Dataset entries:
"""

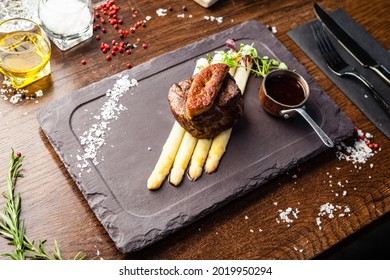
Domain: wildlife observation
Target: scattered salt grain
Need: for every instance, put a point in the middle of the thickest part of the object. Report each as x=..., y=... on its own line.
x=359, y=153
x=327, y=210
x=284, y=215
x=161, y=12
x=219, y=20
x=94, y=138
x=39, y=93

"""

> _ASSIGNMENT_:
Output all the records above again exactly, with the pictures dropped.

> _EXERCISE RESPONSE_:
Domain: wildlife observation
Target: scattered salt grain
Need: for every instance, put a point in the middle of the thickest part of the object. Report each as x=..., y=... on its own line.
x=359, y=153
x=327, y=210
x=284, y=215
x=161, y=12
x=219, y=20
x=94, y=138
x=39, y=93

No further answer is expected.